**Problem statement**
Rescale the lines below from the line with "white clock for our possession-tracking pipeline." to the line with "[0,282,640,427]" by writing all of them out again, wording included. Multiply every box coordinate in the answers by 1.35 and round each result to a whole number, with halves rounding up.

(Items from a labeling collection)
— Start —
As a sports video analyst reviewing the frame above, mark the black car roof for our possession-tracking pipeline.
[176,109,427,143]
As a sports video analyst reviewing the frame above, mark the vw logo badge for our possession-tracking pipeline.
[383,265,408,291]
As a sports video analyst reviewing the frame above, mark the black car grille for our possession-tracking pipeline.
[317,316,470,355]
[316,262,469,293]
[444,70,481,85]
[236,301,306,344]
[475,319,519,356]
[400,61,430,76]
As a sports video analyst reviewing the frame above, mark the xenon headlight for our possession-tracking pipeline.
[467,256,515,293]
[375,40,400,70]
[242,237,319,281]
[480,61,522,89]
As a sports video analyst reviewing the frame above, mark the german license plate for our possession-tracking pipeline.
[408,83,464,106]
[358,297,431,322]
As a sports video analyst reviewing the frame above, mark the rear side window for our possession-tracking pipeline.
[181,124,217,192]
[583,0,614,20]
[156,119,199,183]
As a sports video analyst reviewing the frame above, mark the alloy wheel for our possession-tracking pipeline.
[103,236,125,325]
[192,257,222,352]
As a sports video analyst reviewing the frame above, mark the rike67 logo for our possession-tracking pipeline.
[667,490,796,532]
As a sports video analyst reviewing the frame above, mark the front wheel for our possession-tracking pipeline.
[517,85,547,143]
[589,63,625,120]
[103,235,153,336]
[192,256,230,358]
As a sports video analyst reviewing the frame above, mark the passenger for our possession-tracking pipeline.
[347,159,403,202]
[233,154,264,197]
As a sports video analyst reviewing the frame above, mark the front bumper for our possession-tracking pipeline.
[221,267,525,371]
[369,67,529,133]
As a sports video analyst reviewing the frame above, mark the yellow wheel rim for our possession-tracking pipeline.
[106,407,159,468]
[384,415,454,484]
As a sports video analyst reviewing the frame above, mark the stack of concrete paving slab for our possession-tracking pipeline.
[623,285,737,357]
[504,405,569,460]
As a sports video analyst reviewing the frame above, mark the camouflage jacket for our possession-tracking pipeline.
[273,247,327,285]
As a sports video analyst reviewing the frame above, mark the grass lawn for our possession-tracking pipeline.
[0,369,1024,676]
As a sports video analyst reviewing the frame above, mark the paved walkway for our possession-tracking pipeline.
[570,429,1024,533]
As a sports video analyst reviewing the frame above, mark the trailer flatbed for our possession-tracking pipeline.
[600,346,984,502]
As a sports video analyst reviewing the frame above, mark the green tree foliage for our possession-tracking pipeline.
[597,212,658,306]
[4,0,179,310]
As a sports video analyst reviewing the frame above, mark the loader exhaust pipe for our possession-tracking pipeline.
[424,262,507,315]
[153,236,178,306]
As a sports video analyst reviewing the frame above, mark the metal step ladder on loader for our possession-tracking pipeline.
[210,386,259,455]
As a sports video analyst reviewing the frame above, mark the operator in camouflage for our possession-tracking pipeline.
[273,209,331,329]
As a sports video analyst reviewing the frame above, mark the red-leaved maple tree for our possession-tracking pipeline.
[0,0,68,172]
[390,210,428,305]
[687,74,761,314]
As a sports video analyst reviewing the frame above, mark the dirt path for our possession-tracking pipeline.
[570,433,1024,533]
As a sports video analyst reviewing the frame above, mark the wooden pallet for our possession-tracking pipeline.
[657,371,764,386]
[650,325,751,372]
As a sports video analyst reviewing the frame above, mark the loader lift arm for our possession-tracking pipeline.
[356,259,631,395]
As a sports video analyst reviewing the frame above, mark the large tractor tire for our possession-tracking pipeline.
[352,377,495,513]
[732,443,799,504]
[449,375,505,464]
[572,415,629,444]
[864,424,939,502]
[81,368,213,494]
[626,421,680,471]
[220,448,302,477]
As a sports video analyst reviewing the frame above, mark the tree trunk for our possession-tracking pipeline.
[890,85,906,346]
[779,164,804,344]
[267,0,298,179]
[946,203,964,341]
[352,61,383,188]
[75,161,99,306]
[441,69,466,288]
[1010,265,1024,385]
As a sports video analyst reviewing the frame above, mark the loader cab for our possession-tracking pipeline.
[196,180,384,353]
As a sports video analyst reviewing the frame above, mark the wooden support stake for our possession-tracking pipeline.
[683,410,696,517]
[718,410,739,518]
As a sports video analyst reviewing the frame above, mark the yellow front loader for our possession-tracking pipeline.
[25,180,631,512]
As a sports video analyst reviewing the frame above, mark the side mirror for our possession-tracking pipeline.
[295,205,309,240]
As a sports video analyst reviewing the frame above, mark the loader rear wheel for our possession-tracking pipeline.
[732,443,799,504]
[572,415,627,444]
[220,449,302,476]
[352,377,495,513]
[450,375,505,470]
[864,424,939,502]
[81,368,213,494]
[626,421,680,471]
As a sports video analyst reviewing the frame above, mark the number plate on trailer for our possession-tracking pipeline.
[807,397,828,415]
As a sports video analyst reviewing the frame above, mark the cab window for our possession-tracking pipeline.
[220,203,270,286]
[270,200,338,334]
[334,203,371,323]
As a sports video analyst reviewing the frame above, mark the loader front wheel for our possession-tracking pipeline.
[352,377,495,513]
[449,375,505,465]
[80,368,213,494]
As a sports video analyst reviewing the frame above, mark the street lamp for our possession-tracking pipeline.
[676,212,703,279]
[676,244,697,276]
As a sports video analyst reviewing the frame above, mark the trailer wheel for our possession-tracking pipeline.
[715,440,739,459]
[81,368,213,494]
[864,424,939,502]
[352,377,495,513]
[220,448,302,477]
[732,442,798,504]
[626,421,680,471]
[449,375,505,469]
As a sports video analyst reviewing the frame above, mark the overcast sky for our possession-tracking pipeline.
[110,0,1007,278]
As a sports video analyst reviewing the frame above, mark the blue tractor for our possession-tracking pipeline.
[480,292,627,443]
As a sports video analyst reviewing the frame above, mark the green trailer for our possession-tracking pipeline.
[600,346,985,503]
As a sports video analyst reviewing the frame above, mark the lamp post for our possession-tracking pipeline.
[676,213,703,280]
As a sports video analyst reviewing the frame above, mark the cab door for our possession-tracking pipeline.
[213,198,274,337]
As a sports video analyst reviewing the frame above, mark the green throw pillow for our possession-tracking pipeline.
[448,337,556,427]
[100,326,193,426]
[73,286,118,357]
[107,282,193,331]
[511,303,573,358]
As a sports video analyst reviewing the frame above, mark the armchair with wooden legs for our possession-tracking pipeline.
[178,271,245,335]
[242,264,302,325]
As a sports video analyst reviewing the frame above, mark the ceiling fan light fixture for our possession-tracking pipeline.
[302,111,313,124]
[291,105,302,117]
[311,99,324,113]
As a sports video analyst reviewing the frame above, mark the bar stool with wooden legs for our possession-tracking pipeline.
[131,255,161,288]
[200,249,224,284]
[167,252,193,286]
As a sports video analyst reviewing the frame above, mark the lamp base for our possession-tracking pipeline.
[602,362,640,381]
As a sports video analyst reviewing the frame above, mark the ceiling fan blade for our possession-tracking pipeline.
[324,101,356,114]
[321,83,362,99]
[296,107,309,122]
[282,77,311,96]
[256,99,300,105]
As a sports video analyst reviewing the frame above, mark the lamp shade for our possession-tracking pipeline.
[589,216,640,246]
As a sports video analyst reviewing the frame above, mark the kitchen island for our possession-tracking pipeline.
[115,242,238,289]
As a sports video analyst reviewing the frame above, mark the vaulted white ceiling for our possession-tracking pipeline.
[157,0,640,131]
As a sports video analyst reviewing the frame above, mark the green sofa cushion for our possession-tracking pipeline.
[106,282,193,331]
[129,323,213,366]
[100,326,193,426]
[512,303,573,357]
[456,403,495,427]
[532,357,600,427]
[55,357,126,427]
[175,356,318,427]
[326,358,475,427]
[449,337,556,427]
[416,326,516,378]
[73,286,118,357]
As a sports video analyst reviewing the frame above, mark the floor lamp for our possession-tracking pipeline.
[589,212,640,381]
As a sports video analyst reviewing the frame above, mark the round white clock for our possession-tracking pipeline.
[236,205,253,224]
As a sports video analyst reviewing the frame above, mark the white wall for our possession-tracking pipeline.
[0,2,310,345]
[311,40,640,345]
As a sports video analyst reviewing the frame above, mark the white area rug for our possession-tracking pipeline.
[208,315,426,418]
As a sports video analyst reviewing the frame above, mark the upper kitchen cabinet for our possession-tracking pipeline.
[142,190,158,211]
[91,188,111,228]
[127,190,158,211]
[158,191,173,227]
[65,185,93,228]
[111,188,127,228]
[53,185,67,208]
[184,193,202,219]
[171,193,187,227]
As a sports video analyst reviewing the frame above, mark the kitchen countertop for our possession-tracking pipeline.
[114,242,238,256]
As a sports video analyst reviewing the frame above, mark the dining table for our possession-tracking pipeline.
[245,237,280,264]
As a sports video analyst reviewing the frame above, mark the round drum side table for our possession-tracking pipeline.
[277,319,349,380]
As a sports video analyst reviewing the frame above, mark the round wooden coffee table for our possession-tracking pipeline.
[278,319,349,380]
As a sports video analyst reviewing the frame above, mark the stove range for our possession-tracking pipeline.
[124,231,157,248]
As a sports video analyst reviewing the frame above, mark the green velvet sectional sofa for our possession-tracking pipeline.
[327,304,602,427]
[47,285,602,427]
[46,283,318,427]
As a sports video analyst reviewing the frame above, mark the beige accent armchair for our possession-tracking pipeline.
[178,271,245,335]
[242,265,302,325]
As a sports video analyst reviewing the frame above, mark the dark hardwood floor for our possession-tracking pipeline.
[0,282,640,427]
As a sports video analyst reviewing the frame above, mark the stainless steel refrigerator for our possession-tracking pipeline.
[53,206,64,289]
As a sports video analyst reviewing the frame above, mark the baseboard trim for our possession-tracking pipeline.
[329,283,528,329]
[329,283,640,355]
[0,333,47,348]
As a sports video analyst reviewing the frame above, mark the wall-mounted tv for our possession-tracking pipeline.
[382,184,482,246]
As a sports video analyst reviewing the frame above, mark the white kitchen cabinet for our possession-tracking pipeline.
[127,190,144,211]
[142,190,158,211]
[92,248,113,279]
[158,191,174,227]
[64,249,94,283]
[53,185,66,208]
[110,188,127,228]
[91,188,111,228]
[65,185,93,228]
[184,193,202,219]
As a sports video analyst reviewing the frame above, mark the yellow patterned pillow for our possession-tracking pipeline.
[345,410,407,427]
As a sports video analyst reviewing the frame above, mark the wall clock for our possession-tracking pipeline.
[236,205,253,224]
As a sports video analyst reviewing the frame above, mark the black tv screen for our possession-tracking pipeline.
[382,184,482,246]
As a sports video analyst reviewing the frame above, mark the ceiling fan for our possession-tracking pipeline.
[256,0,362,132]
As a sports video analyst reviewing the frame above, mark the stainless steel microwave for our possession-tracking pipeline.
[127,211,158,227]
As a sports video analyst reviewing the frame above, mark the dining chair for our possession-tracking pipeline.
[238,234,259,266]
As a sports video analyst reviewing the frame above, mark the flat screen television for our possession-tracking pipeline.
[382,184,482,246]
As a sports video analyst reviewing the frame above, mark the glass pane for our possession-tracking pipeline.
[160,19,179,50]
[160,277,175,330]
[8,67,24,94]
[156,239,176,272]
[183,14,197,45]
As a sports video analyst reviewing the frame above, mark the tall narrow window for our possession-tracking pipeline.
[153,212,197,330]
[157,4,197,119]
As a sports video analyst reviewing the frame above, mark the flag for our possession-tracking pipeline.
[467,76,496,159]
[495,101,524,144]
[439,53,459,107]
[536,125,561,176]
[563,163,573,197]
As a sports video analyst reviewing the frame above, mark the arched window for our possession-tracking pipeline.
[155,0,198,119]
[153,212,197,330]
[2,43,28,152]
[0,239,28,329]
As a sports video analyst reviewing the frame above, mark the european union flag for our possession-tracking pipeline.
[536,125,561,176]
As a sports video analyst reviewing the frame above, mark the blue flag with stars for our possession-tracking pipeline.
— End —
**Output for this exercise**
As a sports video analyst reviewing the frame above, mark the round white clock for our possession-tracking pipeline.
[319,277,342,302]
As a sports video analyst reviewing the frame above, mark the white wall for our possession-tracking pipeline.
[0,3,419,466]
[420,54,864,466]
As a sports video analyst reviewing the frame above, mark the white area rug for our possession-tracking pipeline.
[281,425,575,564]
As a sports video analyst reviewing the frame above, mark the upper kitchen cabinet for our possession-tracking pipeline.
[192,257,213,285]
[123,254,150,308]
[171,257,213,285]
[213,258,234,306]
[88,250,126,308]
[150,254,171,308]
[72,250,90,281]
[248,261,273,296]
[231,261,252,306]
As a sports video analyst reviewing the frame above, mark the kitchen countertop for our possession-tracking pipeline.
[154,327,321,346]
As a sports video analyst reviewing the frame above, mark the dining table for our possession-tracking pipeline.
[331,320,378,356]
As a sports video analyst reviewing the frame above, mark the round drum side table for our possession-tracking pipeline.
[374,431,471,513]
As a sports video analyst reviewing the frame above, mark the round wooden coffee table for our possession-tracking pipeline.
[375,431,471,513]
As a sports video analyst reviewing the frame above, mark the stove range for our possession-tracking pipeline.
[167,312,212,335]
As a sports video analyst reviewing the frame above, mark the green velvet sectional sofa for our possession-tracking pipeline.
[441,410,813,576]
[63,385,813,576]
[62,382,429,576]
As a sports video analyst reviewing the frame above, mark the beige accent armchair for our possession-tracking pipeline.
[240,366,331,452]
[327,358,408,439]
As a sports video analyst reviewing the frame above, mark the dark hardwood floor for our possession-tracking pipeline.
[0,381,864,576]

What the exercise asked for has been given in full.